**Work instructions**
Switch every "outline" in the material to "trace", leaving everything else as it is.

Shape labeling records
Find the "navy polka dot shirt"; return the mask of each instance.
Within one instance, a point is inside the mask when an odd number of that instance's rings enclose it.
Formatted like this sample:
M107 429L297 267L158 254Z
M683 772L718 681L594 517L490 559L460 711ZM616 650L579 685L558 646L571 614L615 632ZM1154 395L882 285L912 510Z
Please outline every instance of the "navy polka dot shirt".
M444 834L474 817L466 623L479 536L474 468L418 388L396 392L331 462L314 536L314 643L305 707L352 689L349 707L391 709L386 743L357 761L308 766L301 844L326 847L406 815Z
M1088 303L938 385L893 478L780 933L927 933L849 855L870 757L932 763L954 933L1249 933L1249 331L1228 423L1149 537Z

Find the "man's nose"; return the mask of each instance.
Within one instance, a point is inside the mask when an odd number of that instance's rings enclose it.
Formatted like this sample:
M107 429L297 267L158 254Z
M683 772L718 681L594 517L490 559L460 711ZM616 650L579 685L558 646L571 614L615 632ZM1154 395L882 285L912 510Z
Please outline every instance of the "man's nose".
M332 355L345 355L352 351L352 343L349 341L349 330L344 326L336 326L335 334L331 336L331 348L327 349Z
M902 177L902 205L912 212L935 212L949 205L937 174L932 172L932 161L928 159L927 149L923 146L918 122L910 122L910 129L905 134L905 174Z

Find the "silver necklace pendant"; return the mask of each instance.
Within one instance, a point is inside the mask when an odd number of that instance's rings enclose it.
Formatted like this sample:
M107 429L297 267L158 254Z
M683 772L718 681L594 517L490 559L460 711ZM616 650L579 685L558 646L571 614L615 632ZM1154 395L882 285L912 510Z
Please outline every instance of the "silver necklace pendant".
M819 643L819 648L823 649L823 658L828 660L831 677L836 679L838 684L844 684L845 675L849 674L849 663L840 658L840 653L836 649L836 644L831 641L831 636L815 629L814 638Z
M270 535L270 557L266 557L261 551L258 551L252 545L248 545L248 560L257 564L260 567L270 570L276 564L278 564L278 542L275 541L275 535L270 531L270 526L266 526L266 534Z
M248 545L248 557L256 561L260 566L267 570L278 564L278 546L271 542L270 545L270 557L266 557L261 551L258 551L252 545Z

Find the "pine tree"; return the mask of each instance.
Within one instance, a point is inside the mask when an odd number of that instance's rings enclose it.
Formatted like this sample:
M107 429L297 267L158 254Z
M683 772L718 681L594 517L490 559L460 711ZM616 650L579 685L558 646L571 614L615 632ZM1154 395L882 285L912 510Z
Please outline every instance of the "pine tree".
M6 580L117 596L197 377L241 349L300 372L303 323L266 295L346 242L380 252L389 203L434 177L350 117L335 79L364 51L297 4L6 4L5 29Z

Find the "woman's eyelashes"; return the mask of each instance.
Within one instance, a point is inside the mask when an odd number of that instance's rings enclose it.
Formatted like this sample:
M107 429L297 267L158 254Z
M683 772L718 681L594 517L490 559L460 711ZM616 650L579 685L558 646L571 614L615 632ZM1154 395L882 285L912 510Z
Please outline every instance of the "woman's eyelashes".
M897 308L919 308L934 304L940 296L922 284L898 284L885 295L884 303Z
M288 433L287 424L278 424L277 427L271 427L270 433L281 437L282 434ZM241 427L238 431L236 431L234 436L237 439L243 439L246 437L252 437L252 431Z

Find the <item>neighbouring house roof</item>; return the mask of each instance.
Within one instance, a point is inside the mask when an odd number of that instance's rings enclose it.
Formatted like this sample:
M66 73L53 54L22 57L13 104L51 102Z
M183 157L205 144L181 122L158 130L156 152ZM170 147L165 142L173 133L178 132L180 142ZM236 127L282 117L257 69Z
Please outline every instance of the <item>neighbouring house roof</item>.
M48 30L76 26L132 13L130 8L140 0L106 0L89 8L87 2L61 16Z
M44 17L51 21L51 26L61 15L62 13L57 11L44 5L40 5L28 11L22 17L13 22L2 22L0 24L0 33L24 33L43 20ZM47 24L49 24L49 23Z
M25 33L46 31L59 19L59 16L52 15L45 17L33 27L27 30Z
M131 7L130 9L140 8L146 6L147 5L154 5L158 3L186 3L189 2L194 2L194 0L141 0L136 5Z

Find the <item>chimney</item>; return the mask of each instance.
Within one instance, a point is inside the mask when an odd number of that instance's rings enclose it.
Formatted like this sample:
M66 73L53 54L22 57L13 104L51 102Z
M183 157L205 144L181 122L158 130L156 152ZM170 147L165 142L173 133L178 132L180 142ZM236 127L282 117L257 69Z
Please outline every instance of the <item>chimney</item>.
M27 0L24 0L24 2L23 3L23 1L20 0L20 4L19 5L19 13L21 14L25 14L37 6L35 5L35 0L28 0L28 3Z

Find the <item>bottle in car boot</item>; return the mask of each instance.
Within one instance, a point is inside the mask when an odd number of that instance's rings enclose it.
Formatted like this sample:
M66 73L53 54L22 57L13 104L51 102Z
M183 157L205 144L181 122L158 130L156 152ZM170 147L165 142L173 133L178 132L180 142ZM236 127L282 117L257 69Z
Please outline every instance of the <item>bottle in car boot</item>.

**Result of this task**
Find the "navy polka dot shirt"; return the mask of each instance.
Within one instance, a point is inside the mask when an odd number of that instance's rings enclose it.
Formatted like this sample:
M107 429L297 267L158 254Z
M683 772L718 681L594 517L490 559L460 711ZM616 650L579 685L558 646L571 614L615 632ZM1154 395L882 285L912 510Z
Please trace every instance of the "navy polka dot shirt".
M444 834L474 817L466 623L479 536L474 468L418 388L396 392L331 462L314 536L314 643L305 707L352 689L349 707L391 709L386 743L357 761L308 766L301 844L326 847L406 815Z
M1088 303L938 385L893 478L780 933L927 933L849 855L870 757L932 763L954 933L1249 933L1249 331L1228 423L1149 537Z

Find the "man's nose"; return the mask of each instance.
Within one instance, a point is inside the mask when an odd number of that instance's rings enclose it.
Formatted like this sample:
M107 429L297 267L158 254Z
M683 772L718 681L594 517L490 559L460 711ZM616 650L579 685L558 646L571 614L615 632ZM1154 395L882 285L912 510Z
Please trace every instance of the "man's nose".
M332 355L345 355L352 351L352 343L349 341L349 330L344 326L336 326L335 334L331 336L331 348L327 349Z
M902 177L902 205L912 212L935 212L949 205L937 174L932 172L932 161L928 159L927 149L923 146L918 122L910 122L910 129L905 134L905 174Z

Find the "silver necklace pendant"; return the mask of each instance.
Within one instance, a point is inside the mask when an odd number of that instance's rings enclose it.
Formatted like this sample:
M107 429L297 267L158 254Z
M683 772L718 681L594 517L490 559L460 711ZM616 650L579 685L558 646L571 614L615 632ZM1154 395L882 285L912 510Z
Please trace every instance of the "silver necklace pendant".
M819 643L819 648L823 649L823 658L828 660L831 677L836 679L838 684L844 684L845 675L849 674L849 663L840 658L840 653L836 649L836 644L831 641L831 636L815 629L814 638Z
M270 535L270 557L266 557L261 551L258 551L252 545L248 545L248 560L257 564L260 567L270 570L276 564L278 564L278 542L275 541L275 535L270 531L270 526L266 526L266 534Z
M248 545L248 557L256 561L260 566L267 570L278 564L278 546L271 542L270 545L270 557L266 557L261 551L258 551L252 545Z

Find the "pine tree"; return the mask of each instance.
Within one instance, a point is inside the mask when an odd number of that instance's rings enclose it.
Formatted like this sample:
M107 429L297 267L158 254Z
M683 772L718 681L594 517L490 559L460 711ZM616 650L579 685L558 646L571 614L615 632ZM1154 395L882 285L912 510Z
Please trace every instance of the "pine tree".
M6 580L117 596L197 377L241 349L300 372L303 323L266 295L346 242L380 252L389 203L434 177L350 117L335 79L364 51L297 4L6 4L5 29Z

Find the "woman's eyelashes"; return the mask of each instance.
Within one instance, a point is inside the mask when an odd number of that instance's rings enclose it.
Formatted like this sample:
M107 429L297 267L158 254Z
M683 772L718 681L594 517L490 559L460 711ZM616 650L579 685L558 646L571 614L615 632ZM1154 395L882 285L912 510Z
Please trace every instance of the "woman's eyelashes".
M897 308L919 308L934 304L940 296L922 284L898 284L885 295L884 303Z
M288 433L287 424L278 424L277 427L271 427L270 433L281 437L282 434ZM241 427L238 431L236 431L234 436L237 439L243 439L246 437L252 437L252 431Z

Find the <item>neighbouring house roof</item>; return the mask of each instance.
Within one instance, a point is inside the mask when an odd number of that instance's rings enclose it.
Formatted like this sample:
M66 73L53 54L22 57L13 104L51 102Z
M183 157L205 144L181 122L158 130L156 152ZM170 147L165 142L173 133L178 132L180 142ZM236 127L282 117L257 69Z
Please trace every instance of the <item>neighbouring house roof</item>.
M48 30L76 26L132 13L130 8L140 0L106 0L89 8L87 2L61 16Z
M44 17L51 21L51 26L61 15L62 13L57 11L44 5L40 5L28 11L22 17L13 22L2 22L0 24L0 33L24 33L43 20ZM47 24L49 24L49 23Z
M25 33L46 31L59 19L59 16L52 15L45 17L33 27L27 30Z
M131 7L130 9L140 8L146 6L147 5L154 5L158 3L186 3L189 2L194 2L194 0L141 0L136 5Z

Find the <item>chimney</item>; return the mask of each instance.
Within one instance, a point is inside the mask when an odd number of that instance's rings enclose it.
Formatted like this sample:
M66 73L53 54L22 57L13 104L51 102Z
M183 157L205 144L181 122L158 130L156 152ZM170 147L165 142L173 133L178 132L180 142ZM236 127L282 117L257 69Z
Please trace every instance of the <item>chimney</item>.
M27 0L24 0L24 2L23 3L23 1L20 0L20 4L19 5L19 13L21 14L25 14L37 6L35 5L35 0L28 0L28 3Z

Find the <item>bottle in car boot</item>; return the mask of each instance.
Within one instance, a point is inside the mask when an odd number of that instance's rings enclose it.
Formatted like this sample:
M66 73L53 54L22 57L13 104L51 102Z
M183 157L205 144L181 122L158 130L156 152ZM170 147L165 142L173 133L178 132L180 142ZM236 127L282 117L257 69Z
Please trace every instance of the <item>bottle in car boot</item>.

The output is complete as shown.